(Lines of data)

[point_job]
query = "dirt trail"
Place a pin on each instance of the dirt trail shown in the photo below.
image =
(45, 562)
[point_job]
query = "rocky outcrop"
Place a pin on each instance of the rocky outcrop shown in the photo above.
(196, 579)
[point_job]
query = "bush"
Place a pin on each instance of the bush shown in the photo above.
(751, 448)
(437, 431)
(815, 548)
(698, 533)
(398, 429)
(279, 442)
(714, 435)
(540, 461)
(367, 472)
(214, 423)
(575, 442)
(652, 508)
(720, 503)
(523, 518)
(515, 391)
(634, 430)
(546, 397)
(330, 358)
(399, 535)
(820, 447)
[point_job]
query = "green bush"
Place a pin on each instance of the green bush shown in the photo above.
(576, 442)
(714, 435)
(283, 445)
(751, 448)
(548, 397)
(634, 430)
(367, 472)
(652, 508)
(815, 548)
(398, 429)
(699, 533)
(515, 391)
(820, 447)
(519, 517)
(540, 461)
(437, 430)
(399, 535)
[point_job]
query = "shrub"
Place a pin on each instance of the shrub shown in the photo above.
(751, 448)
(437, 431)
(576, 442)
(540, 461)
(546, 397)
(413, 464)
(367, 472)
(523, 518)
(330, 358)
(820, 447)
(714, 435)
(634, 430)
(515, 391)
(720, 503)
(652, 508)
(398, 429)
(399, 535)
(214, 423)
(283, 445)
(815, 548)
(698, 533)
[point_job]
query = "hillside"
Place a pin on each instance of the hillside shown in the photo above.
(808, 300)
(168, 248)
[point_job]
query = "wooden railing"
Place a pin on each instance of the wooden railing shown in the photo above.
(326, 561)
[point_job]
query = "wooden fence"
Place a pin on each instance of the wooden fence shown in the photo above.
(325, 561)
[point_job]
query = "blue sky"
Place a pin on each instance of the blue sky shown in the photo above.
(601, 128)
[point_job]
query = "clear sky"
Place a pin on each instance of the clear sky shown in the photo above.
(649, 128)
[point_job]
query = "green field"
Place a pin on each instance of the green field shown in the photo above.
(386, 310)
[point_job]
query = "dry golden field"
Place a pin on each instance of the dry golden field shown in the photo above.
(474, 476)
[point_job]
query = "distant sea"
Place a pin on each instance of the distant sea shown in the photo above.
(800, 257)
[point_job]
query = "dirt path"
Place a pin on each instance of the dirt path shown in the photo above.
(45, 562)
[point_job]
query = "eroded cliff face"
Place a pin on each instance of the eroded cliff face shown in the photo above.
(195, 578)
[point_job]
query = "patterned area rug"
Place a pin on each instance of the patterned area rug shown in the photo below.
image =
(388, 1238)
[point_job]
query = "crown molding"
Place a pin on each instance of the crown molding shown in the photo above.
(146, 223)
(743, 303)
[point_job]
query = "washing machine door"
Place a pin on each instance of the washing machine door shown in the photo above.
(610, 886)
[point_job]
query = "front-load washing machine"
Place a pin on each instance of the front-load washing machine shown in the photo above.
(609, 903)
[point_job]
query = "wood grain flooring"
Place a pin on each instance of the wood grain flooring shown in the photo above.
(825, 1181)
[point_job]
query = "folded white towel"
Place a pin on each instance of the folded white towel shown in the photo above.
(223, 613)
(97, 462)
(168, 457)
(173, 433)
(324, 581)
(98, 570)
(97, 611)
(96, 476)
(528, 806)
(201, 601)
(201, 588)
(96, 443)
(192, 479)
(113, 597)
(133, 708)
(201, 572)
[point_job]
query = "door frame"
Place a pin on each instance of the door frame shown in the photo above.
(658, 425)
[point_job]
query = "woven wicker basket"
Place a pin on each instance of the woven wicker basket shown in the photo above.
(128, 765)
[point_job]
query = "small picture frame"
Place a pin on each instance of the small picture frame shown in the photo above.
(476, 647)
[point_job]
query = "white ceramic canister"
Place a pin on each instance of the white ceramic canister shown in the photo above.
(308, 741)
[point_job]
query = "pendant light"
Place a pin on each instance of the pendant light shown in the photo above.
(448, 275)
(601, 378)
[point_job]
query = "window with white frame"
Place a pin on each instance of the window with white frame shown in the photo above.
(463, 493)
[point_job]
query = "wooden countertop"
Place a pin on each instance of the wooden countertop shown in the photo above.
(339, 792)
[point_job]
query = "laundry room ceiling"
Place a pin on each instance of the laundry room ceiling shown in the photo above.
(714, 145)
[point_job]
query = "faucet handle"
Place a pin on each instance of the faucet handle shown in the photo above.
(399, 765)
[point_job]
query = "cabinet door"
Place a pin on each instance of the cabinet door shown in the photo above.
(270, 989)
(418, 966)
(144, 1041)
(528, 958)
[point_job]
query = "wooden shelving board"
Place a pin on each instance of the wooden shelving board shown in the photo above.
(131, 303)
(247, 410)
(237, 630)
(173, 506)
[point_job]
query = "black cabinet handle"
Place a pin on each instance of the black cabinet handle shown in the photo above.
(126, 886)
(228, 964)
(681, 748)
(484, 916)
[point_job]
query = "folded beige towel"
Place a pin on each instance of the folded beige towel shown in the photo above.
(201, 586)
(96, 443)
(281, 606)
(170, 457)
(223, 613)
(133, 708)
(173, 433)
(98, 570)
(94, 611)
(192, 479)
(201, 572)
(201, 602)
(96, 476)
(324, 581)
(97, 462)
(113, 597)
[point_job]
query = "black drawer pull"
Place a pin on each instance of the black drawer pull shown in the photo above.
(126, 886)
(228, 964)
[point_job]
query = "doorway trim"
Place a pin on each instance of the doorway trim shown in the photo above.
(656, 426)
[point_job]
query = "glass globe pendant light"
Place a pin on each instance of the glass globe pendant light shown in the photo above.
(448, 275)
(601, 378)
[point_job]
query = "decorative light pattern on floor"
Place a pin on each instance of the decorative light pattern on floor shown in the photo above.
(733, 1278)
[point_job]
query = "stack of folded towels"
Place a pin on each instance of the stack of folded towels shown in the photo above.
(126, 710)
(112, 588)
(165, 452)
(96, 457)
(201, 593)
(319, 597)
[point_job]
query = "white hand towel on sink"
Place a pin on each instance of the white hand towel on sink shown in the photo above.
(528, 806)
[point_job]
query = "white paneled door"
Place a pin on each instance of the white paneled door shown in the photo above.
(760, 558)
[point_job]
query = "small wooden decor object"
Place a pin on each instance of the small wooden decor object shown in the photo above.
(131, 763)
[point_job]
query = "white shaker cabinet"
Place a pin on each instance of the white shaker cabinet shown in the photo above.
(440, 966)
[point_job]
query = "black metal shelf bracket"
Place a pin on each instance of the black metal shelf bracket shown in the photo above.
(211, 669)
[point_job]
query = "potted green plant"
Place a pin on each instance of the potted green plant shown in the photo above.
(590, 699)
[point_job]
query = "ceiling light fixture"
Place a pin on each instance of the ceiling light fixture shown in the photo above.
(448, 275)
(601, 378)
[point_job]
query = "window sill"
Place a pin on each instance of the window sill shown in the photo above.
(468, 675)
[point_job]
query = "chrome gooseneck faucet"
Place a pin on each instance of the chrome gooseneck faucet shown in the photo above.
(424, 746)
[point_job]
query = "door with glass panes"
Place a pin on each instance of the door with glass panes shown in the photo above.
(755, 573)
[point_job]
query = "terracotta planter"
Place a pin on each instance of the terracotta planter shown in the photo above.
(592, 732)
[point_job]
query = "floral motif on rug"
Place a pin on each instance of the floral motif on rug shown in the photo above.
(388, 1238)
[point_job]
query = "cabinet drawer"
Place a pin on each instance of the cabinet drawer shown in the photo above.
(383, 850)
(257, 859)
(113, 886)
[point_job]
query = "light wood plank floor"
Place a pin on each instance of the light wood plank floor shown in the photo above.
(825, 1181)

**Task statement**.
Collect every line of the material above that contains the word "ceramic", treating uppercase and lowercase letters as different.

**Response**.
query = "white ceramic canister"
Place a pin on each instance of the white ceramic canister shown in the photo above.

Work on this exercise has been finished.